— Start MATERIAL SHOWN —

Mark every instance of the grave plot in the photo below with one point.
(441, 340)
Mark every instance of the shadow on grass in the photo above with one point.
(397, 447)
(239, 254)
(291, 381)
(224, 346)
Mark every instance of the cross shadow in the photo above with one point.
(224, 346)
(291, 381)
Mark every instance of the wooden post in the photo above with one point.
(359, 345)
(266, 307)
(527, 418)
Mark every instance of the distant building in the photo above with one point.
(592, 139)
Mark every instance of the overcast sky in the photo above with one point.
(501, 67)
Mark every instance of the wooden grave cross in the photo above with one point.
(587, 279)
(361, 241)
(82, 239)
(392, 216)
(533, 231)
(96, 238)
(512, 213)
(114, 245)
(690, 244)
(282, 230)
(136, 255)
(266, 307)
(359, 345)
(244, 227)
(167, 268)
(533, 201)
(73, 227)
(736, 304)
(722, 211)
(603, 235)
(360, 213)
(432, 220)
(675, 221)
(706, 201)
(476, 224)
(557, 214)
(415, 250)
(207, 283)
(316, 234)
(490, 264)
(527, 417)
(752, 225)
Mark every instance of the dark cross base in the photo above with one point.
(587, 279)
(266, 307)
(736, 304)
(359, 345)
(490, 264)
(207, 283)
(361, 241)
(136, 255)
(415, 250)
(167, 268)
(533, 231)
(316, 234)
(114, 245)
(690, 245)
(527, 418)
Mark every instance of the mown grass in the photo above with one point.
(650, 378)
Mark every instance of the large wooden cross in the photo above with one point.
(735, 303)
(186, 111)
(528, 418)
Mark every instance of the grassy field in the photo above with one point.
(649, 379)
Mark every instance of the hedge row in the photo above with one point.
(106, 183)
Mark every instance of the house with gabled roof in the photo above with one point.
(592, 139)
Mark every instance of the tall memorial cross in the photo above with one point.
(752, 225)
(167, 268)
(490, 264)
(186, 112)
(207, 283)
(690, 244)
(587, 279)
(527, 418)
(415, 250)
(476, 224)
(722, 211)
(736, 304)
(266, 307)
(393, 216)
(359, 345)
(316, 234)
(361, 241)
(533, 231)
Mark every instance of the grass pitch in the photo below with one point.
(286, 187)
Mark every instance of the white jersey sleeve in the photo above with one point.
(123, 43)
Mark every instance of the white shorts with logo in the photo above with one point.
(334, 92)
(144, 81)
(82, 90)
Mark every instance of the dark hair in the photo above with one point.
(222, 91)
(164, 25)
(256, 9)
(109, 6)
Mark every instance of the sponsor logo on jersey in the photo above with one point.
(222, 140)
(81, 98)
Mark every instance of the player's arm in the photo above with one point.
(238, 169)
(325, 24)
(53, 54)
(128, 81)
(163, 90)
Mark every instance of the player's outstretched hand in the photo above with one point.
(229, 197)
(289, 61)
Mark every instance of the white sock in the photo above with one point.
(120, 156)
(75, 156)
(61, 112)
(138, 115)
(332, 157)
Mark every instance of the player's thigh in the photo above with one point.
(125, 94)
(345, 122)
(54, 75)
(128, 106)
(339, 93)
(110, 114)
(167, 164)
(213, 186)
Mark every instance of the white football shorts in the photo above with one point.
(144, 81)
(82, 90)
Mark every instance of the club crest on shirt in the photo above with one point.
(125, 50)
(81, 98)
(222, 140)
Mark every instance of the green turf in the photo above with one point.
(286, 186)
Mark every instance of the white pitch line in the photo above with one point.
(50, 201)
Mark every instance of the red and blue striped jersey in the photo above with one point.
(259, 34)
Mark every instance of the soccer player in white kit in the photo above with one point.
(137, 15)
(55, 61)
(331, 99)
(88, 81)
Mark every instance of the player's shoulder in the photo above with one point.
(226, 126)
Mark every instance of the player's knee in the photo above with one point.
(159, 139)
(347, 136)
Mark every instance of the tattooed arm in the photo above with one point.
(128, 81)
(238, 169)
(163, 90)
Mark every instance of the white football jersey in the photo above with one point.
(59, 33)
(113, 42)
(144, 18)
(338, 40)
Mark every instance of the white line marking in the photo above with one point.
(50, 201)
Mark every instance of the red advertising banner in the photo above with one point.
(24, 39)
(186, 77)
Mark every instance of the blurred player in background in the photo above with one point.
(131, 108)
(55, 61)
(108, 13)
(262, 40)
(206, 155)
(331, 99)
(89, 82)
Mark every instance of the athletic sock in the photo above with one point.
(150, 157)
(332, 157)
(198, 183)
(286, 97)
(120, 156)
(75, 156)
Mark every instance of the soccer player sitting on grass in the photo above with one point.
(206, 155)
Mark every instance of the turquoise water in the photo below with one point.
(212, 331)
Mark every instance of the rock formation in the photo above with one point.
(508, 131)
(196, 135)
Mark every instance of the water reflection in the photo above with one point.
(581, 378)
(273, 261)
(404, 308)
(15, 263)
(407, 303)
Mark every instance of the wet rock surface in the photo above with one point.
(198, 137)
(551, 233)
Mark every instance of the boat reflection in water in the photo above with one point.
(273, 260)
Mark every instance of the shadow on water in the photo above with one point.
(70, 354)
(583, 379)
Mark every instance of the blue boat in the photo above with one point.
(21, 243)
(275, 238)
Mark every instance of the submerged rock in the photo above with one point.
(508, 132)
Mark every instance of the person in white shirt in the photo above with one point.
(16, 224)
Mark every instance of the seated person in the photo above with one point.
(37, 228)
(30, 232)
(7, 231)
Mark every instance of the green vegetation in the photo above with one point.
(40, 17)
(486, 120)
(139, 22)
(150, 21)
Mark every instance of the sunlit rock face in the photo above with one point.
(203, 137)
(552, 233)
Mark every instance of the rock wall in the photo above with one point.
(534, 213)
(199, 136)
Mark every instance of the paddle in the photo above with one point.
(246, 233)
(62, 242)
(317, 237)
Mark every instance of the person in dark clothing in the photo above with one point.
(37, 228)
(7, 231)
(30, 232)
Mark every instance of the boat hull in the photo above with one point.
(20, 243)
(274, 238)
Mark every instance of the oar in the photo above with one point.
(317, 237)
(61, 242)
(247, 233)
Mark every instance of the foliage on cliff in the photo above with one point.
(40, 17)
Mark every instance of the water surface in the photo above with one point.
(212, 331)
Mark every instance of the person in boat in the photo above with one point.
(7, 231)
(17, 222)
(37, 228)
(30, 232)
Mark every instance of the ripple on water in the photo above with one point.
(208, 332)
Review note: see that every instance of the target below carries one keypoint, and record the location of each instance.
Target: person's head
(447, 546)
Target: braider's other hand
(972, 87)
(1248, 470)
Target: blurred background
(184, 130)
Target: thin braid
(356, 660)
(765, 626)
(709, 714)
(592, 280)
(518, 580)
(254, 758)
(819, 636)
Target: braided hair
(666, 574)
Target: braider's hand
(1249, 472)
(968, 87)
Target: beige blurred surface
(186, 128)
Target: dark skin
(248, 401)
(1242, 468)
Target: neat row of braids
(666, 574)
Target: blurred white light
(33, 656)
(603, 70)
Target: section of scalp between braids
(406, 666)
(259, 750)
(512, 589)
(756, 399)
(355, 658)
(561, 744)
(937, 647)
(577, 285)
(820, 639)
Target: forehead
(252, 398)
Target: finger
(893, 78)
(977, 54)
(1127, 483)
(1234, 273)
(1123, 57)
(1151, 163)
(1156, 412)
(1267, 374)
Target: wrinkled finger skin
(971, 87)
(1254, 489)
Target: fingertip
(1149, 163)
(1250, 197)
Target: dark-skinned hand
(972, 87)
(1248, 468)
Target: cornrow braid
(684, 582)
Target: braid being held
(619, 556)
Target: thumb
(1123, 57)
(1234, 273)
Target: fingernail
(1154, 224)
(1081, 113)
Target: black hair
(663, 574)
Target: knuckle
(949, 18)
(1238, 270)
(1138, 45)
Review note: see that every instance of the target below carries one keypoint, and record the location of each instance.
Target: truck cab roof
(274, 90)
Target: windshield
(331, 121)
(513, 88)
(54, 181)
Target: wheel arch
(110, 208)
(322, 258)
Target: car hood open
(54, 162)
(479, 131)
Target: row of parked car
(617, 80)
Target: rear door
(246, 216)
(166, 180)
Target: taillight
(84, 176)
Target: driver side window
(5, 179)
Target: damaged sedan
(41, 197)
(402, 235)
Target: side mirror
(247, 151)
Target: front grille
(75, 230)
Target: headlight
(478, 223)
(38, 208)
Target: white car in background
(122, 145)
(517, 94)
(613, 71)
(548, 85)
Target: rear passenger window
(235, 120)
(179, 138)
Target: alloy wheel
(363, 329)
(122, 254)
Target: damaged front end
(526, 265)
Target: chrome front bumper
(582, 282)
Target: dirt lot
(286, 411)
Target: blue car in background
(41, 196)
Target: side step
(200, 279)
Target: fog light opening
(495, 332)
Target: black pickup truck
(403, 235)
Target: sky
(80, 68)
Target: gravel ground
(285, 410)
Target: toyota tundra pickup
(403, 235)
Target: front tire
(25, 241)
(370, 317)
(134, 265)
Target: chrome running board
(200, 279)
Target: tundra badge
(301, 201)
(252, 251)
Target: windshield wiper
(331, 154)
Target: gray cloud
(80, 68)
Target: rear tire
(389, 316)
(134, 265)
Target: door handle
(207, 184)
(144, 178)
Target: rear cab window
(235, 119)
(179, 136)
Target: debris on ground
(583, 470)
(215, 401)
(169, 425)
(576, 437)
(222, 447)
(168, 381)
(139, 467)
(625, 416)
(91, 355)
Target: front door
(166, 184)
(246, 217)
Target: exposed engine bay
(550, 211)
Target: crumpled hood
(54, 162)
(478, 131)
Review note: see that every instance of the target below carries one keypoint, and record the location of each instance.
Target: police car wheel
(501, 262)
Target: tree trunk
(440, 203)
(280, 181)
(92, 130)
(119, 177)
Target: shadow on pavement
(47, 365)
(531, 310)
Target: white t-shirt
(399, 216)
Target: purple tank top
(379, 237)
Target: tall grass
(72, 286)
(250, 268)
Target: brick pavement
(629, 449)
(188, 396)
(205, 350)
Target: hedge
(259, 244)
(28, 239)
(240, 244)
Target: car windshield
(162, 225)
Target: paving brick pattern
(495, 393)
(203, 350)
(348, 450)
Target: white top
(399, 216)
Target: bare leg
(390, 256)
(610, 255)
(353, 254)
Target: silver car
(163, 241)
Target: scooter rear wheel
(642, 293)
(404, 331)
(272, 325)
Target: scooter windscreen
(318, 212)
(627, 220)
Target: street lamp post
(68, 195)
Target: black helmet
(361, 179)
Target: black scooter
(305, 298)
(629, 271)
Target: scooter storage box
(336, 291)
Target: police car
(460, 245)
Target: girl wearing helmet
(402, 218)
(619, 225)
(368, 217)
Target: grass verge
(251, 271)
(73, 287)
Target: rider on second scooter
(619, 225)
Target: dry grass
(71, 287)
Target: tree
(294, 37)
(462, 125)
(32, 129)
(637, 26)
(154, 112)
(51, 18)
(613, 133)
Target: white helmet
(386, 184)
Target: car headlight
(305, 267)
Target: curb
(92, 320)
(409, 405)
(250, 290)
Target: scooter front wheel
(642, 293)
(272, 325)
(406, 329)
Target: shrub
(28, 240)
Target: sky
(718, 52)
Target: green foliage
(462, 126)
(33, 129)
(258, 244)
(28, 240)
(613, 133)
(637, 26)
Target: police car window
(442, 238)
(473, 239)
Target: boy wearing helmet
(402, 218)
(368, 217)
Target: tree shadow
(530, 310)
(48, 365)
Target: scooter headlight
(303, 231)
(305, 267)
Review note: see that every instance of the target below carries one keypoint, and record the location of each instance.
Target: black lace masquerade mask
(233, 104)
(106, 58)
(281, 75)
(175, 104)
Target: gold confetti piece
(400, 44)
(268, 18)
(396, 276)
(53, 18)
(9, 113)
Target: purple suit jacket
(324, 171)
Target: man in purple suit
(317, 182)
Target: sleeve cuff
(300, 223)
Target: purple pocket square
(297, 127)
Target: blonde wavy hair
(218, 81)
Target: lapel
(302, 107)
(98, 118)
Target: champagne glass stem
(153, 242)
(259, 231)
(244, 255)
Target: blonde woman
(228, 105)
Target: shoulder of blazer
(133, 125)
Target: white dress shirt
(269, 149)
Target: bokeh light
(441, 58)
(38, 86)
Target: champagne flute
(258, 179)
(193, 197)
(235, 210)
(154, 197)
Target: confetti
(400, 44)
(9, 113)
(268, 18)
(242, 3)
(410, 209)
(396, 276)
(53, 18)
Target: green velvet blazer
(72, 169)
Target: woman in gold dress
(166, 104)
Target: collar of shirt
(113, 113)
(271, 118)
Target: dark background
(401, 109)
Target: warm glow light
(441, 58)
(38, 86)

— End MATERIAL SHOWN —

WORK TO DO =
Repeat only what runs from the line holding "Target: gold confetti piece" to the end of the data, keeping every line exactly as written, first and last included.

OUTPUT OF THE TASK =
Target: gold confetti piece
(400, 44)
(268, 18)
(396, 276)
(53, 18)
(9, 113)
Target: purple suit jacket
(324, 171)
Target: man in purple suit
(317, 182)
Target: sleeve cuff
(300, 223)
Target: purple pocket square
(297, 127)
Target: blonde wavy hair
(218, 81)
Target: lapel
(302, 107)
(98, 118)
Target: champagne glass stem
(153, 242)
(259, 231)
(244, 255)
Target: blonde woman
(228, 105)
Target: shoulder of blazer
(133, 125)
Target: white dress shirt
(269, 149)
Target: bokeh light
(441, 58)
(38, 86)
Target: champagne flute
(258, 179)
(193, 197)
(235, 210)
(154, 197)
Target: confetti
(400, 44)
(9, 113)
(268, 18)
(242, 3)
(410, 209)
(396, 276)
(53, 18)
Target: green velvet blazer
(72, 169)
Target: woman in gold dress
(166, 104)
Target: collar of shirt
(113, 113)
(271, 118)
Target: dark background
(401, 109)
Target: warm glow light
(441, 58)
(38, 86)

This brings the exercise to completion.